• **GIVEN TEXT**
The Housing Chronicles Blog: Has the time for mass-produced fuel cells finally arrived?

Thursday, February 25, 2010

Has the time for mass-produced fuel cells finally arrived?

Back around the year 2000, I wrote an article for a local building industry group magazine about fuel cells and the impact on housing, cars and overall economy. But due to ongoing issues with using hydrogen to power these cells, over the last decade the industry has struggled to gain traction. Now, however, a Silicon Valley start-up called Bloom Energy has invented a relatively simple fuel cell that can run on not just hydrogen, but a host of other renewable energy sources.

Firstly, 60 Minutes aired a segment about Bloom Energy (I sure hope they give their PR people a nice raise!) on Sunday night:

Watch CBS News Videos Online

Next, a story in the L.A. Times covers the company and its technology:

After nine years of research shrouded in secrecy, a Silicon Valley tech firm Wednesday took the wraps off a fuel cell that it says can generate energy by combining air and a wide range of fuels without going through the process of combustion.

The firm, Bloom Energy, said the solid oxide fuel cell -- resembling a Polaroid snapshot both in dimension and thickness -- could be a game-changer in the clean technology industry because it can be powered by either fossil fuel or renewable sources in an electro-chemical process that is both cleaner and more reliable than current options.

In the company's plans, thousands of fuel cells would be crammed into a box about the size of a refrigerator called the Bloom Energy Server, each capable of producing 100 kilowatts of electricity, or enough to power 100 average-size homes or a small office building, Bloom said...

• **EXPLORE THE MATERIAL**
a: In the blog post on Bloom Energy's fuel cell, what does the fuel cell resemble in dimension and thickness?
b: Please pick up the blog post on Bloom Energy's fuel cell after its last sentence and continue it.

• **RECORD SET**
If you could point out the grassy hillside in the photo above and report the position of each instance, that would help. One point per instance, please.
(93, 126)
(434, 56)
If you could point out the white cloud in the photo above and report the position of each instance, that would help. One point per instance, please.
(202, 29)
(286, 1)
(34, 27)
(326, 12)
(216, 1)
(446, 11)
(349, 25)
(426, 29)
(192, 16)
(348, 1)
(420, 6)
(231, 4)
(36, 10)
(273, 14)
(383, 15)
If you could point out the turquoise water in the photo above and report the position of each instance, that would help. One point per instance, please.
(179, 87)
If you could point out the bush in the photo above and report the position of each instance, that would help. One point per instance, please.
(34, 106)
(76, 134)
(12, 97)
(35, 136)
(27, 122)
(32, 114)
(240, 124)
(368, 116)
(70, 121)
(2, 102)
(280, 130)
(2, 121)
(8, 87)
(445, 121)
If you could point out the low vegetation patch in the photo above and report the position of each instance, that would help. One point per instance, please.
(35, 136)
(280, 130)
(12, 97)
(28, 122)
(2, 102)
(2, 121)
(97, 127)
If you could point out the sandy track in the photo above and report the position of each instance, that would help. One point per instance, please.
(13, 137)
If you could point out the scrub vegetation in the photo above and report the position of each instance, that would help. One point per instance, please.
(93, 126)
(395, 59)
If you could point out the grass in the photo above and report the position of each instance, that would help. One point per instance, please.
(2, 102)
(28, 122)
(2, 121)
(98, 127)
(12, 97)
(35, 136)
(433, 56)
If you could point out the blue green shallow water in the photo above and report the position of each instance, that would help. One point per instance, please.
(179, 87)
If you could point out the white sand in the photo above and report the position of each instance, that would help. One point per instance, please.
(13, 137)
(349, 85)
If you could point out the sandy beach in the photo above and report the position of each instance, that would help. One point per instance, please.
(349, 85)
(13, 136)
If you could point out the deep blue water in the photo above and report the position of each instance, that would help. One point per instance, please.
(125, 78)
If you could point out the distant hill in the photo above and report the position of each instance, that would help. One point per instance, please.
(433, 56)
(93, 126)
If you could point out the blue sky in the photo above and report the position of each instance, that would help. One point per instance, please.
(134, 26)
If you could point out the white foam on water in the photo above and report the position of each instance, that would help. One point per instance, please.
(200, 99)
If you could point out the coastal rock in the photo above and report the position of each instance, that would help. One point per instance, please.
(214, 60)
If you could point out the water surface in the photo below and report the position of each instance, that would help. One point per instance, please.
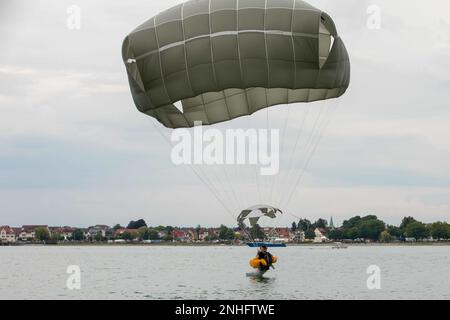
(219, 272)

--

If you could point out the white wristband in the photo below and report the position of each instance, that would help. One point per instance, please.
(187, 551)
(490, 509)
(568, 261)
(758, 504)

• **ANSWERS PROVIDED**
a: A Polaroid snapshot.

b:
Still, given the high cost ($700,000+), it will be awhile until prices come down far enough to power individual homes. However, power companies could install a unit at a substation to power a specific neighborhood rather than build expensive power plants in remote locations that can be expensive to transmit (just look at your power bill).

Last year, EBay Inc. set up a 500-kilowatt system powered by biogas outside its San Jose headquarters, taking 15% of the campus' energy needs off the electrical utility grid. The fuel cells, which EBay dubbed "skinny batteries," were officially introduced at the company's site Wednesday with Gov. Arnold Schwarzenegger and former U.S. Secretary of State Colin Powell on hand.

Bloom Chief Executive K.R. Sridhar, a former NASA scientist, described the technology behind the fuel cell in a statement as potentially having "the same kind of impact on energy that the mobile phone had on communications."

Fuel cell technology has been in development for decades, with hydrogen as the usual fuel source. But Bloom's flat ceramic squares are more versatile, the company said.